● WHAT THIS TASK INVOLVES
The answer is the data repeated in full, with no pictures included.

[Image-grounded pointing data]
┏━━

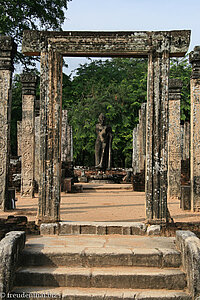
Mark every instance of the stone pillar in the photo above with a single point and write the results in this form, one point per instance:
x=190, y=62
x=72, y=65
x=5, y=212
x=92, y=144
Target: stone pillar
x=7, y=51
x=157, y=134
x=174, y=139
x=50, y=136
x=19, y=137
x=37, y=149
x=142, y=137
x=186, y=141
x=195, y=130
x=135, y=159
x=66, y=141
x=28, y=81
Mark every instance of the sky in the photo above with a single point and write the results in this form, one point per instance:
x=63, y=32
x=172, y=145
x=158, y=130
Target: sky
x=131, y=15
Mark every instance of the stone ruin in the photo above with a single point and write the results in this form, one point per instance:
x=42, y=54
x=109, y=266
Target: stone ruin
x=51, y=47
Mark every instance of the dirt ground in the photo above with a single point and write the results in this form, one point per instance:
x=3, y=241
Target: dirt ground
x=105, y=203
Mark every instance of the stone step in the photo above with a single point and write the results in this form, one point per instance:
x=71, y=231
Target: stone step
x=99, y=256
x=111, y=277
x=104, y=294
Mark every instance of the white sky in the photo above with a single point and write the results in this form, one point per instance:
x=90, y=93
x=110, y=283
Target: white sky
x=131, y=15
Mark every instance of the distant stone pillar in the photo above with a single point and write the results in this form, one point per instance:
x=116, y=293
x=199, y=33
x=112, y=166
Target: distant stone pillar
x=174, y=139
x=50, y=136
x=142, y=137
x=157, y=134
x=19, y=137
x=7, y=51
x=135, y=159
x=28, y=81
x=66, y=141
x=186, y=141
x=195, y=130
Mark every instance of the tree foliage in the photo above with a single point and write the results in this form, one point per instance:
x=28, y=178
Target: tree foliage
x=115, y=87
x=19, y=15
x=181, y=69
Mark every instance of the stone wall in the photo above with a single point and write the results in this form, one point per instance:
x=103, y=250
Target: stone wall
x=37, y=150
x=189, y=245
x=158, y=47
x=195, y=130
x=135, y=159
x=10, y=249
x=19, y=137
x=28, y=134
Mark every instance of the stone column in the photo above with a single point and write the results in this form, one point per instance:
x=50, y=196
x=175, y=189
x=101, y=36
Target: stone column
x=174, y=139
x=7, y=52
x=37, y=149
x=195, y=130
x=28, y=81
x=135, y=159
x=142, y=137
x=186, y=141
x=19, y=137
x=157, y=134
x=50, y=136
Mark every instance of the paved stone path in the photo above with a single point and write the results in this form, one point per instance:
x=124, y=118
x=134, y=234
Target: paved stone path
x=122, y=205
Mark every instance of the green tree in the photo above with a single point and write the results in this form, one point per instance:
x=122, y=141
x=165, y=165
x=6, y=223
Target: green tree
x=116, y=87
x=19, y=15
x=181, y=69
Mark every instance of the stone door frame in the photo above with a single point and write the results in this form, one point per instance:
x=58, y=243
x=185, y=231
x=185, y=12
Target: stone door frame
x=158, y=46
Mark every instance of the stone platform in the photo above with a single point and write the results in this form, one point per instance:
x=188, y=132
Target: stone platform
x=111, y=267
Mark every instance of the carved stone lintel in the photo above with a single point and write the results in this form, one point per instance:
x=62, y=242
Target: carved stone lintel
x=7, y=51
x=28, y=81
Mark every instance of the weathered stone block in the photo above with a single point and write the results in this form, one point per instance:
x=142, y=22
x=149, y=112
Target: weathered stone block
x=10, y=251
x=49, y=229
x=114, y=229
x=189, y=245
x=185, y=203
x=154, y=230
x=88, y=229
x=138, y=229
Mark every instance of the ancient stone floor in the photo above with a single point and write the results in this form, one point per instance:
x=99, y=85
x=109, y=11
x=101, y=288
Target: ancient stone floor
x=105, y=203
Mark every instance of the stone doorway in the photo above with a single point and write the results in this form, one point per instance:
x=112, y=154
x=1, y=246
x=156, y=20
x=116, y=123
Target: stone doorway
x=158, y=47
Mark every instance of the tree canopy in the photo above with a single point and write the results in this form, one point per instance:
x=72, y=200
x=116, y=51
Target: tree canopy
x=117, y=88
x=19, y=15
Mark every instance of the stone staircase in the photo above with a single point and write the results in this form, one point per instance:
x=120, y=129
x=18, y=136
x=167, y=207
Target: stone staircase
x=101, y=267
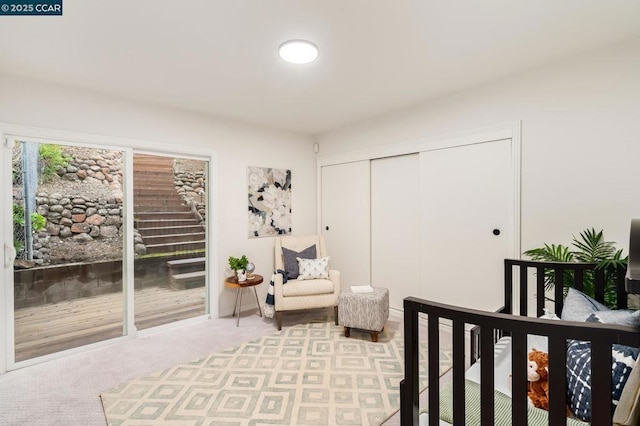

┗━━

● RESPONSE FOR THIS EXERCISE
Mark every instance of the stone pillar in the photo above with a single point and write the results in this form, one point per instance:
x=190, y=62
x=72, y=65
x=5, y=212
x=92, y=144
Target: stone pillar
x=7, y=51
x=157, y=134
x=174, y=139
x=50, y=136
x=19, y=137
x=37, y=149
x=142, y=137
x=186, y=141
x=195, y=130
x=135, y=159
x=66, y=141
x=28, y=81
Mark every instance of the sky in the photo above with a single point and write the results in this form, one point per instance:
x=63, y=32
x=172, y=145
x=158, y=130
Target: sky
x=131, y=15
Mark every instance of the stone ruin in the photo above with a single point and write the results in this form, one point per instance:
x=42, y=54
x=109, y=266
Target: stone ruin
x=51, y=47
Mark every instance of the dirt ground in the photo above with a single point and write the results in this form, one point per instance:
x=3, y=241
Target: dirt ground
x=105, y=203
Mark every instance of the stone step in the photo above with a single point and write the results in this form, one point per instance:
x=71, y=231
Target: stone step
x=99, y=256
x=111, y=277
x=104, y=294
Mark every instance of the white sky in the photo above with a single point and write the results in this form, one point per instance:
x=90, y=93
x=110, y=283
Target: white sky
x=131, y=15
Mark every instance of the distant stone pillar in the photo above with a single point and write the results in this form, one point per instance:
x=116, y=293
x=199, y=33
x=112, y=166
Target: distant stone pillar
x=174, y=139
x=50, y=136
x=142, y=137
x=157, y=134
x=19, y=137
x=7, y=51
x=135, y=159
x=28, y=81
x=66, y=141
x=186, y=141
x=195, y=130
Mark every instance of the tree foliage in the photo above with a single point and write the results in this form, one point per instance:
x=28, y=178
Target: tree foliage
x=115, y=87
x=19, y=15
x=181, y=69
Mark every instance of the stone wall in the photo above with a single point and write the results in this form, one point per instance:
x=103, y=250
Target: stone wall
x=37, y=150
x=189, y=245
x=158, y=47
x=195, y=130
x=135, y=159
x=10, y=249
x=19, y=137
x=28, y=134
Mark every instance of the stone column in the photo above with a single point and write the results in this form, one point per instance:
x=50, y=196
x=175, y=189
x=101, y=36
Target: stone column
x=174, y=139
x=7, y=52
x=37, y=149
x=195, y=130
x=28, y=81
x=135, y=159
x=142, y=137
x=186, y=141
x=19, y=137
x=157, y=134
x=50, y=136
Mark every instance of the paved stone path in the photo above with a single point and write the results in this form, one point per instance:
x=124, y=118
x=134, y=234
Target: paved stone path
x=122, y=205
Mark every instance of the green tree in the photo above with a single point and write the results in this form, one point per instance:
x=122, y=141
x=165, y=165
x=6, y=223
Target: green tree
x=116, y=87
x=19, y=15
x=181, y=69
Mark every instance of the stone door frame in the photo above with a single point and write the results in this form, one point per instance:
x=58, y=243
x=185, y=231
x=185, y=12
Target: stone door frame
x=158, y=46
Mark every instance of the stone platform in the photo above with a single point and write the results in this form, one point per instance:
x=188, y=132
Target: stone platform
x=111, y=267
Mark every instance of the carved stone lintel in the photo above with a single point and write the results in this form, one point per instance:
x=62, y=242
Target: carved stone lintel
x=7, y=51
x=28, y=81
Mark every instance of the weathered stone block in the photo above with a single point and write the results in this form, one point per instance:
x=142, y=22
x=149, y=112
Target: weathered stone block
x=10, y=251
x=49, y=229
x=114, y=229
x=189, y=245
x=185, y=203
x=154, y=230
x=88, y=229
x=138, y=229
Mark every instance of the ancient stone floor in the photo above with a single point and write the results in this form, one point per instance:
x=99, y=85
x=109, y=11
x=101, y=288
Target: ancient stone floor
x=105, y=203
Mark every instance of the stone doorway in the photo above with a single point and write the results in this form, one point per instance:
x=112, y=154
x=1, y=246
x=156, y=20
x=116, y=123
Target: stone doorway
x=158, y=47
Mark every instance of the tree canopy in the photo above with a single point and write the results in this form, one point per instance:
x=72, y=200
x=116, y=51
Target: tree canopy
x=117, y=88
x=19, y=15
Mark every instance of the stone staircase in the photo above with a single point and write the results in this form, one point per instance:
x=120, y=129
x=18, y=136
x=167, y=207
Target: stone staircase
x=101, y=267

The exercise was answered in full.